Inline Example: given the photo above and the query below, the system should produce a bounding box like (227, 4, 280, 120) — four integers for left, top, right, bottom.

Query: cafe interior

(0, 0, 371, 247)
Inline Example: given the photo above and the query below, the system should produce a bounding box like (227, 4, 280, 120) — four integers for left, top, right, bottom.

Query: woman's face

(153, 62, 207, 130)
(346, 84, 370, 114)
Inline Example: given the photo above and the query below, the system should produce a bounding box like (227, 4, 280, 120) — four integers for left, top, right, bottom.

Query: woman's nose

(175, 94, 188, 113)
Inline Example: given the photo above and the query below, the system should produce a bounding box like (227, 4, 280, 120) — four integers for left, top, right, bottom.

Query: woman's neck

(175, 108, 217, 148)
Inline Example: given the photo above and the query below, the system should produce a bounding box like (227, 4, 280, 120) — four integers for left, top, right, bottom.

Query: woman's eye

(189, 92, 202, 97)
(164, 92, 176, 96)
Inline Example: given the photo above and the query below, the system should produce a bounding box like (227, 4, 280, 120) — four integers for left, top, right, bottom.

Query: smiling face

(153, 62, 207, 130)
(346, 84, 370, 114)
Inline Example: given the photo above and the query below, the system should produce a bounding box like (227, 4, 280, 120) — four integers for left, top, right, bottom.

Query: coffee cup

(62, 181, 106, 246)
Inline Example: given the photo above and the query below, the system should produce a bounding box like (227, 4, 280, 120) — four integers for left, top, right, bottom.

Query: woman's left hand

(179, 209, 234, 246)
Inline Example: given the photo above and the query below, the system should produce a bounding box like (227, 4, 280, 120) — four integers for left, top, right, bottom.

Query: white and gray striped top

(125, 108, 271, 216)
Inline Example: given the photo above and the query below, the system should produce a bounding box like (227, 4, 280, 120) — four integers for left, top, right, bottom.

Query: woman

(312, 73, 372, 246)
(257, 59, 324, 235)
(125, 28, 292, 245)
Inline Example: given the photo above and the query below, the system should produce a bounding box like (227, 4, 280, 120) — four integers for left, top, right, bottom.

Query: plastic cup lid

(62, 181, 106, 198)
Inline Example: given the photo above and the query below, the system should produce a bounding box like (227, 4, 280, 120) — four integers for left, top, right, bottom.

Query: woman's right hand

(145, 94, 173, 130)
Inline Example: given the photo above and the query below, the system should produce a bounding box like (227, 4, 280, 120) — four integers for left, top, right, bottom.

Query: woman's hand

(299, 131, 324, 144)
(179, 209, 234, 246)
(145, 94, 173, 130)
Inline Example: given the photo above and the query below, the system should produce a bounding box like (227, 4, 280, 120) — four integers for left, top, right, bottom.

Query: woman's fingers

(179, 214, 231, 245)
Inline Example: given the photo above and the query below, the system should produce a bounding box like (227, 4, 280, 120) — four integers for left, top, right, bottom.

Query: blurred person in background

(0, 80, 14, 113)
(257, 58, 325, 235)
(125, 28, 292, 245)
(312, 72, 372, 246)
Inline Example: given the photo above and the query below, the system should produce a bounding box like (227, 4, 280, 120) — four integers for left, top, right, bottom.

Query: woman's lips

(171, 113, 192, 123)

+===+

» TASK OBJECTIVE
Reproduce the data above in full, with no line missing.

» EXPECTED OUTPUT
Inline Example: given the photo above and the query below, the system should produce a bounding box like (227, 4, 280, 120) — four integers for left, top, right, bottom.

Query: cafe interior

(0, 0, 371, 247)
Inline Example: given the photo above and the query below, the system should produce a bounding box like (227, 4, 280, 120) — four integers for left, top, right, bottom.

Query: woman's face

(153, 62, 207, 130)
(346, 84, 370, 114)
Inline Example: given the photo above and the query below, the system should produce a bounding box like (227, 4, 280, 120) — four integers for left, top, right, bottom.

Query: woman's nose

(175, 94, 188, 113)
Inline Example: given the photo above and the query below, the system should produce a bounding box like (227, 4, 280, 120) — four integers for left, top, right, bottom.

Query: woman's neck

(175, 108, 217, 148)
Inline Example: given the photo above and the query below, the system should produce a bounding box like (227, 4, 280, 120) — four integers for left, top, right, bottom.

Query: woman's eye

(189, 92, 202, 97)
(164, 92, 176, 96)
Inline Example: given the photo above and the query below, the system should produce a bounding box like (227, 4, 280, 120) — four integers for left, top, right, bottom.

Query: smiling face

(153, 62, 207, 130)
(346, 84, 370, 114)
Inline Example: given the photo above and the query below, the system should produce a bounding box like (227, 4, 280, 120) — four integers for left, top, right, bottom.

Query: coffee cup

(62, 181, 106, 246)
Inline Example: given the photo above and the query below, the system should produce a bounding box like (227, 4, 280, 120) — four integers for left, top, right, bottom.

Query: woman's left hand

(179, 209, 234, 246)
Inline Example: given the photo above and the query below, the system should produce a bounding box like (227, 4, 280, 120) — four integers for left, top, right, bottom.

Query: white and gray striped top

(125, 108, 271, 216)
Inline Example: given the photo above and the query below, the system should produce a bounding box like (227, 4, 280, 120) — four integers for left, top, right, bottom.

Query: woman

(312, 73, 372, 246)
(257, 59, 324, 235)
(125, 28, 292, 245)
Inline Example: given the photo above and the query below, the system should produce a bounding box like (227, 4, 280, 120) — four integers for left, top, right, bottom.

Query: plastic cup lid

(62, 181, 106, 198)
Inline Example: given the photo above and the query below, the system should produce a bounding box like (227, 4, 280, 120) — four integers for left, top, right, bottom.

Query: woman's right hand

(145, 94, 173, 130)
Inline Example: given the photo above and the query below, the system should produce a bounding box like (227, 4, 280, 120) — four integers for left, top, right, bottom.

Query: woman's hand

(299, 131, 324, 144)
(179, 209, 234, 246)
(145, 94, 173, 130)
Inline Example: given the photo above and the query below, the system should produce a bounding box like (227, 4, 280, 120) — four integers for left, top, right, bottom.

Query: woman's fingers

(179, 214, 231, 245)
Inline Example: given the photo above and the query below, the system should produce a bounding box like (227, 4, 280, 120) — four integers for left, top, right, bottom.

Query: blurred person in background

(0, 80, 14, 113)
(257, 58, 325, 235)
(125, 28, 292, 245)
(312, 72, 372, 246)
Inline Example: given the photo above and the query below, the system should produce a bounding box like (227, 4, 280, 120) — four integers for left, top, right, bottom.

Query: woman's lips

(171, 113, 192, 123)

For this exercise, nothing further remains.